Il y a huit ans, l'historien et sociologue Gérard Bouchard a coprésidé une commission sur les accommodements raisonnables qui s'est conclue par un rapport de plus de 300 pages. Très conscient et désolé du fait que les gouvernements n'en ont guère pris acte depuis, il a tout de même été surpris de lire dans La Presse+ d'hier que deux écoles secondaires de la Commission scolaire de Montréal étaient en congé pédagogique lundi à l'occasion de la fête musulmane du Mouton - une fête dont la date précise est déterminée par des imams à la toute dernière minute.

CE QUI L'A ÉTONNÉ

« Je suis surpris qu'après tant d'années de débats, le monde scolaire ne soit pas mieux équipé pour traiter ce genre de problèmes. L'absence d'une politique générale laisse les directions d'école à elles-mêmes. Soumises à toutes sortes de pressions, il n'est pas certain qu'elles prennent les bonnes décisions. »

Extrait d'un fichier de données
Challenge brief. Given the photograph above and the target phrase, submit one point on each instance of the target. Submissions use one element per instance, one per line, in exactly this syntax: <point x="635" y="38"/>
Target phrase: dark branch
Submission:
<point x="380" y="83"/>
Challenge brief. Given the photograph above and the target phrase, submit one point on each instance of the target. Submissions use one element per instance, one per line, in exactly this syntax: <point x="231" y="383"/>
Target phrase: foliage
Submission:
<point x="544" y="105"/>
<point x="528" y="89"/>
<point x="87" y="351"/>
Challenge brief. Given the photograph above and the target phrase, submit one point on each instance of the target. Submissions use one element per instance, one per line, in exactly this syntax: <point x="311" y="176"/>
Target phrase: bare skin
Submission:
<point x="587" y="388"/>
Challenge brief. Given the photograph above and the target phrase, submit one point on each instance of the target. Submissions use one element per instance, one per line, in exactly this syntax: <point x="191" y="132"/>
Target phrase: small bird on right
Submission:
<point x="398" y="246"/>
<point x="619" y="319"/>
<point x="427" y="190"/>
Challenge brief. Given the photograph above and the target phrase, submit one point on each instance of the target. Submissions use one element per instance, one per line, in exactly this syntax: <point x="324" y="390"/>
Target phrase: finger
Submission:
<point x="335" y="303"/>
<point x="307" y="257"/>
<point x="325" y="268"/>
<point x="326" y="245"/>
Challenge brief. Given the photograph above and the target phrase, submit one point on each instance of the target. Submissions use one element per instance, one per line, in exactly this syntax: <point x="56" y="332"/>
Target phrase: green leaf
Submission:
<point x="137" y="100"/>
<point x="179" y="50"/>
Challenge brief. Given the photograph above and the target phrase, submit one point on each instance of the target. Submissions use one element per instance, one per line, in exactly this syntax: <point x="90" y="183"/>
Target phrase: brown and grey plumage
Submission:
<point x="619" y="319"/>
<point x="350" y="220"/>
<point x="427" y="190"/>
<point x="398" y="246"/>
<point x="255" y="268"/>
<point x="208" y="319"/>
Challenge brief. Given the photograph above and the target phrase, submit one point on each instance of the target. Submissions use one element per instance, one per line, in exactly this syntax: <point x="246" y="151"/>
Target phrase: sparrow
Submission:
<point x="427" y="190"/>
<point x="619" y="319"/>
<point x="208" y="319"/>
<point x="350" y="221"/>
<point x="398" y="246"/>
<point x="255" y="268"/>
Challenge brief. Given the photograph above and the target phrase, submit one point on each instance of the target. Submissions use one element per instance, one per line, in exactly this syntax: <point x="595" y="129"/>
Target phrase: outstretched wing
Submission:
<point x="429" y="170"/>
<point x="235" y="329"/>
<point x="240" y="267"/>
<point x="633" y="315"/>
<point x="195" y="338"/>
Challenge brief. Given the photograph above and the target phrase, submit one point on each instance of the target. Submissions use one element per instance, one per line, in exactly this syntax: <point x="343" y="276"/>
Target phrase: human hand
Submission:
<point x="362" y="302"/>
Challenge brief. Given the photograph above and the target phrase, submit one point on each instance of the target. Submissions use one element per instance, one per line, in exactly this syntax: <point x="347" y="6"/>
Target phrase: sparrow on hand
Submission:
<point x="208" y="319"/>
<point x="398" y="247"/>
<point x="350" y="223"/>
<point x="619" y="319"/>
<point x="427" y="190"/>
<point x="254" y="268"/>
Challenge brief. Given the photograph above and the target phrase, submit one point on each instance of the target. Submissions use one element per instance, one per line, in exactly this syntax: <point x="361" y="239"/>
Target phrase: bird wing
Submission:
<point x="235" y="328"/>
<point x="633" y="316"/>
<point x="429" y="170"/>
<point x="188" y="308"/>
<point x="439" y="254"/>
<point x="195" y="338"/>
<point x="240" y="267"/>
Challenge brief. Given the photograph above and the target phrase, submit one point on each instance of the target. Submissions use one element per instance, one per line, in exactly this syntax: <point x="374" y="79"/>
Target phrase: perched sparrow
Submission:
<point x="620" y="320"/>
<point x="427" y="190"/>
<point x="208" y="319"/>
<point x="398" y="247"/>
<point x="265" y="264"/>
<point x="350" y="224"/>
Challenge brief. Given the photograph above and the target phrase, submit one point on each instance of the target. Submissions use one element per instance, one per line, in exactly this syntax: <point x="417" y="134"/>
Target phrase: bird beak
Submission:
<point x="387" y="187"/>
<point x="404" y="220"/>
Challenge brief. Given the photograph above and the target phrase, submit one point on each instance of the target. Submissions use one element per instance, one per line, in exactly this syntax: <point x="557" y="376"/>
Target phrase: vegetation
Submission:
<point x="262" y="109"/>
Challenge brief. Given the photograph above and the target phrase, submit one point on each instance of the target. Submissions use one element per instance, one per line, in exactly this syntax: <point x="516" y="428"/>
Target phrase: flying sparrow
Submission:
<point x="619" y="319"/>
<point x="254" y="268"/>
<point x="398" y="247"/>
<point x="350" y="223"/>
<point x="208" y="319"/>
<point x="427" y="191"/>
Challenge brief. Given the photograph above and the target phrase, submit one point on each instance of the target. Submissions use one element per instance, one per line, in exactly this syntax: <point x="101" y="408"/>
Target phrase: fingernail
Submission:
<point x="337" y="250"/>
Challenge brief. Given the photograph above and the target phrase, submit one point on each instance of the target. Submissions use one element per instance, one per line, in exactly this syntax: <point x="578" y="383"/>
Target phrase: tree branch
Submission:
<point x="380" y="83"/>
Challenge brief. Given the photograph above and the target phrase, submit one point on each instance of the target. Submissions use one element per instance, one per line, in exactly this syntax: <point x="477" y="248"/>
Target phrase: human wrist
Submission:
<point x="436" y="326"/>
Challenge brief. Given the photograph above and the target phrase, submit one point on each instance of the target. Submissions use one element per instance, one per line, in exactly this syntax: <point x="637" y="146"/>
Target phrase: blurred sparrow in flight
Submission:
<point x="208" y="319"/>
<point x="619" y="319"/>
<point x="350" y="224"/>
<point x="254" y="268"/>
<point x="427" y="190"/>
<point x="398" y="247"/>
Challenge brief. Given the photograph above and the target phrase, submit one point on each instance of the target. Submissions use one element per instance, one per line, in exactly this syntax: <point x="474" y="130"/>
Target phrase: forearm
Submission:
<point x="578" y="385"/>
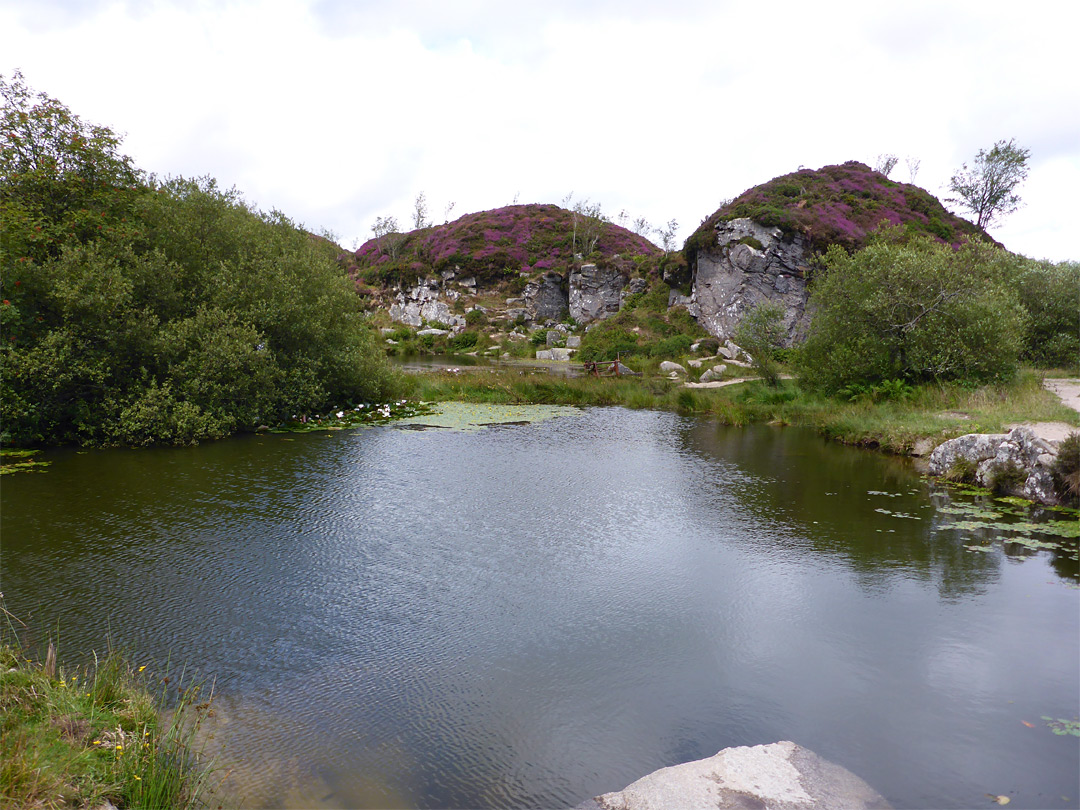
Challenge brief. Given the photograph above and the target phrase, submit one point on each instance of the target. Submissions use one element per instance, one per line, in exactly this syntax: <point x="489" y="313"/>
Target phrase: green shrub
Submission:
<point x="1051" y="295"/>
<point x="760" y="333"/>
<point x="463" y="341"/>
<point x="475" y="318"/>
<point x="1066" y="469"/>
<point x="913" y="310"/>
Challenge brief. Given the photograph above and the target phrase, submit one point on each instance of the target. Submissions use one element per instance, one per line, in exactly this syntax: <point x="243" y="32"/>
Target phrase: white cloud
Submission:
<point x="336" y="111"/>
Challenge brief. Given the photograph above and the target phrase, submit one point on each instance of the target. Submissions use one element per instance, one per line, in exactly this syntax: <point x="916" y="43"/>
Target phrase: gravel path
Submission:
<point x="1068" y="391"/>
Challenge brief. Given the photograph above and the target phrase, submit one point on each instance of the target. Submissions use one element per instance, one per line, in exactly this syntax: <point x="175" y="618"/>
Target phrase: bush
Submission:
<point x="1066" y="470"/>
<point x="760" y="333"/>
<point x="913" y="310"/>
<point x="1051" y="295"/>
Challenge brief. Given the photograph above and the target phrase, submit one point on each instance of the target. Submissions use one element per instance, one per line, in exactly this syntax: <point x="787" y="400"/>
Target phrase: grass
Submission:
<point x="932" y="413"/>
<point x="96" y="734"/>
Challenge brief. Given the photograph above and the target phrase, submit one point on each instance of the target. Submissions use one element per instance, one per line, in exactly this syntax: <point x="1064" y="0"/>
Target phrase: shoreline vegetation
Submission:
<point x="906" y="422"/>
<point x="105" y="736"/>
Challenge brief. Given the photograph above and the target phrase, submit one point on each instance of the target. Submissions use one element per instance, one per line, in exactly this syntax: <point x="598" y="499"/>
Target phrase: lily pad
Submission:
<point x="466" y="416"/>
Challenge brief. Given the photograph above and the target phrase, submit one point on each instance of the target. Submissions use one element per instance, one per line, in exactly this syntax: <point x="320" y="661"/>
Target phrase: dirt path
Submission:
<point x="1068" y="392"/>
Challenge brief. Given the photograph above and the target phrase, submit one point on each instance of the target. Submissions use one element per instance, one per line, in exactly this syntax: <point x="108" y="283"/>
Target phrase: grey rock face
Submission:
<point x="421" y="304"/>
<point x="595" y="294"/>
<point x="989" y="451"/>
<point x="782" y="775"/>
<point x="545" y="298"/>
<point x="732" y="278"/>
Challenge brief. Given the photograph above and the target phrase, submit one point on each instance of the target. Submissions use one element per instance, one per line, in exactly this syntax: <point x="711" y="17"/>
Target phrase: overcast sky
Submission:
<point x="336" y="111"/>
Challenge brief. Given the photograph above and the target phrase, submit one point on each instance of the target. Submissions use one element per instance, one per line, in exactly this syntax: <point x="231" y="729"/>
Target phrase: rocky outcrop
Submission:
<point x="782" y="777"/>
<point x="424" y="302"/>
<point x="595" y="293"/>
<point x="750" y="264"/>
<point x="993" y="454"/>
<point x="545" y="298"/>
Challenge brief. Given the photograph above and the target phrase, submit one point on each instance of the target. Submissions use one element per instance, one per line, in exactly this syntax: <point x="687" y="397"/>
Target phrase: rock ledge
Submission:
<point x="779" y="777"/>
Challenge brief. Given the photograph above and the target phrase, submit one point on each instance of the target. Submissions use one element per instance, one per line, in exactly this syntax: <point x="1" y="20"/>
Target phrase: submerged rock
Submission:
<point x="781" y="777"/>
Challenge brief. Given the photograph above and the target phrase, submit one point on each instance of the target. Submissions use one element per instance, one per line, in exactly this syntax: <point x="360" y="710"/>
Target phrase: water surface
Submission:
<point x="528" y="616"/>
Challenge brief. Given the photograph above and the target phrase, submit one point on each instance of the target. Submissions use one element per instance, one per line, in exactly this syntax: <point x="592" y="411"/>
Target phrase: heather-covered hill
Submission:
<point x="840" y="204"/>
<point x="496" y="245"/>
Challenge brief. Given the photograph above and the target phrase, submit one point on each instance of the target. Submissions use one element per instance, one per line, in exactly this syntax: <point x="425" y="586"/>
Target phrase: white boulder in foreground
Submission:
<point x="778" y="777"/>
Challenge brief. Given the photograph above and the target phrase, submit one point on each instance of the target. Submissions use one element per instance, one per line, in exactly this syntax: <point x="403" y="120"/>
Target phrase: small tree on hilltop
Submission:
<point x="987" y="188"/>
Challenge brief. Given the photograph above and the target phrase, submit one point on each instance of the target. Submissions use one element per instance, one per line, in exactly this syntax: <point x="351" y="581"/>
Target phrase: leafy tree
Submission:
<point x="987" y="189"/>
<point x="761" y="334"/>
<point x="667" y="235"/>
<point x="420" y="212"/>
<point x="1051" y="295"/>
<point x="388" y="235"/>
<point x="136" y="311"/>
<point x="913" y="310"/>
<point x="886" y="163"/>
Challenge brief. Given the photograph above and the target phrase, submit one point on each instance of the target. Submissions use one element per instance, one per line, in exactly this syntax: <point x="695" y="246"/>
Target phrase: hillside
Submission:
<point x="496" y="245"/>
<point x="840" y="204"/>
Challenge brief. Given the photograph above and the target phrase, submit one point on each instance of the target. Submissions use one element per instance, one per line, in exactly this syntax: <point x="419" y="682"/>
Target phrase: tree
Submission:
<point x="987" y="188"/>
<point x="667" y="235"/>
<point x="913" y="310"/>
<point x="886" y="163"/>
<point x="913" y="167"/>
<point x="387" y="234"/>
<point x="420" y="212"/>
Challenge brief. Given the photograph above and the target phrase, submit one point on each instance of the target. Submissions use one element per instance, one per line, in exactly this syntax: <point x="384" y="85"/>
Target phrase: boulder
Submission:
<point x="748" y="265"/>
<point x="782" y="777"/>
<point x="421" y="302"/>
<point x="714" y="374"/>
<point x="990" y="451"/>
<point x="595" y="293"/>
<point x="545" y="297"/>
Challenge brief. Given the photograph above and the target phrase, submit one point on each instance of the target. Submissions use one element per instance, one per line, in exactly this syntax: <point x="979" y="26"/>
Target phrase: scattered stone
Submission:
<point x="989" y="453"/>
<point x="781" y="775"/>
<point x="714" y="374"/>
<point x="670" y="367"/>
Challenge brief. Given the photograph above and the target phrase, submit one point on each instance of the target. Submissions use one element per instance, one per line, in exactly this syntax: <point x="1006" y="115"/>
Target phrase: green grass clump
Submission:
<point x="86" y="737"/>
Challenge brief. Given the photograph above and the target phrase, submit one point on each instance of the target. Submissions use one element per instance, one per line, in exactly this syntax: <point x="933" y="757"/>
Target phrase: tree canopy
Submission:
<point x="987" y="189"/>
<point x="914" y="310"/>
<point x="137" y="311"/>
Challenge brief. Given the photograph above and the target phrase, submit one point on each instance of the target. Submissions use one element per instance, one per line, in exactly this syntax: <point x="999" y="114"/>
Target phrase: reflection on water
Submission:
<point x="530" y="615"/>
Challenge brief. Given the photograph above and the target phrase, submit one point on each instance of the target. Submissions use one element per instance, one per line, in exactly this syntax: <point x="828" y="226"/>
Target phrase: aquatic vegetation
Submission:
<point x="13" y="460"/>
<point x="463" y="416"/>
<point x="356" y="416"/>
<point x="1063" y="727"/>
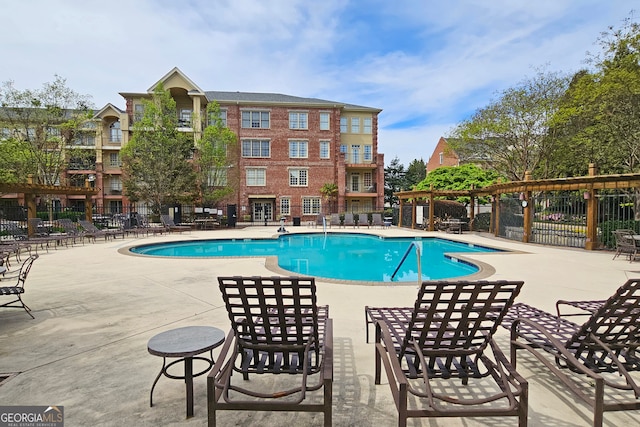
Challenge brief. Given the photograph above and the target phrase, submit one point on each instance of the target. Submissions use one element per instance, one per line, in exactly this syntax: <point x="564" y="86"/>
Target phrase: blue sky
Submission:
<point x="428" y="65"/>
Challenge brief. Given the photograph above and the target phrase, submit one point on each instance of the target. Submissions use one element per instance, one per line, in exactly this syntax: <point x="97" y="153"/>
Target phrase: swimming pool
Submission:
<point x="339" y="256"/>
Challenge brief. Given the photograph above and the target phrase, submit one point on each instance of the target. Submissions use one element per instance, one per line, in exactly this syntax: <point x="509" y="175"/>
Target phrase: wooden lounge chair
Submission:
<point x="434" y="353"/>
<point x="277" y="328"/>
<point x="603" y="349"/>
<point x="12" y="285"/>
<point x="170" y="225"/>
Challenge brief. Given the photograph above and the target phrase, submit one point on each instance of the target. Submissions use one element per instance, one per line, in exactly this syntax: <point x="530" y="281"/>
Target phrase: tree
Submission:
<point x="599" y="115"/>
<point x="39" y="129"/>
<point x="511" y="134"/>
<point x="156" y="161"/>
<point x="329" y="192"/>
<point x="416" y="172"/>
<point x="394" y="178"/>
<point x="463" y="177"/>
<point x="213" y="165"/>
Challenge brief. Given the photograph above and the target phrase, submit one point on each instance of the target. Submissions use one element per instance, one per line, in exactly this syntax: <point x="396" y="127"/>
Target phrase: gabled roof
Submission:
<point x="107" y="108"/>
<point x="176" y="72"/>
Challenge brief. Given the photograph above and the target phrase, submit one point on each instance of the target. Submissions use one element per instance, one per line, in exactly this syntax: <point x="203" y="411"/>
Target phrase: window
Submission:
<point x="223" y="117"/>
<point x="298" y="120"/>
<point x="138" y="112"/>
<point x="256" y="177"/>
<point x="367" y="153"/>
<point x="115" y="184"/>
<point x="84" y="139"/>
<point x="366" y="125"/>
<point x="355" y="182"/>
<point x="256" y="148"/>
<point x="325" y="149"/>
<point x="367" y="180"/>
<point x="298" y="149"/>
<point x="285" y="206"/>
<point x="114" y="160"/>
<point x="115" y="133"/>
<point x="355" y="125"/>
<point x="311" y="205"/>
<point x="184" y="119"/>
<point x="355" y="154"/>
<point x="298" y="177"/>
<point x="324" y="121"/>
<point x="217" y="177"/>
<point x="255" y="119"/>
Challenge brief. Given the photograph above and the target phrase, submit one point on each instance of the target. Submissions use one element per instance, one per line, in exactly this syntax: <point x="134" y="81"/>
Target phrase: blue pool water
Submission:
<point x="340" y="256"/>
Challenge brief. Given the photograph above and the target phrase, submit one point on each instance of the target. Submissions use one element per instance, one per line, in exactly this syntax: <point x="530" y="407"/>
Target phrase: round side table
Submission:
<point x="185" y="344"/>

Consignes à suivre:
Reprenez l'article consacré aux accommodements raisonnables et au congé scolaire de la fête du Mouton, et poursuivez-le à partir de sa dernière phrase. Les lignes constituent un matériau distinct de l'article.

Production attendue:
LES QUESTIONS QUE CELA POSE

« Comment est-ce que cela se passe dans les autres écoles ? Dans les autres commissions scolaires ? Des congés sont-ils donnés pour d'autres fêtes religieuses, pour des fêtes juives, par exemple ? Est-il équitable que des élèves musulmans de ces deux écoles aient droit à une journée pédagogique pour cette fête, mais pas les petits musulmans fréquentant d'autres écoles ? Des chrétiens très fervents pourraient-ils, eux aussi, réclamer par exemple d'avoir congé lors de la fête des Morts, en novembre ? Et une journée pédagogique, à quoi est-ce que c'est censé servir ? Est-ce un instrument qu'on peut utiliser à toutes les sauces ? On dit que ce sont notamment des enseignants qui ont réclamé un congé, mais quelle est la proportion d'enseignants qui l'ont demandé ? »

CE QUI DEVRAIT ÊTRE PRIVILÉGIÉ

« Il serait incorrect que des employés bénéficient de congés pour des fêtes religieuses dont d'autres employés non religieux seraient privés. Il y a là un problème d'équité. Si j'étais un enseignant non religieux et que je voyais un collègue bénéficier d'un privilège auquel je n'ai pas droit, je n'aimerais pas ça. Il y a nécessité de politique commune [à toutes les commissions scolaires], et ça presse. Il faut que cesse toute cette improvisation. Il y a un manquement important. »

CE À QUOI IL FAUT FAIRE ATTENTION

« Je ne dis pas qu'il faut mettre fin à toutes les permissions. [...] C'est une affaire compliquée à la lumière de ce que l'on sait et à la lumière de ce que l'on ne sait pas. Il y a les principes, il y a la réalité. [Là où des congés pédagogiques ne sont pas accordés et où des remplaçants sont appelés en renfort], il peut y avoir des coûts. [...] Mais il faut qu'il y ait équité. »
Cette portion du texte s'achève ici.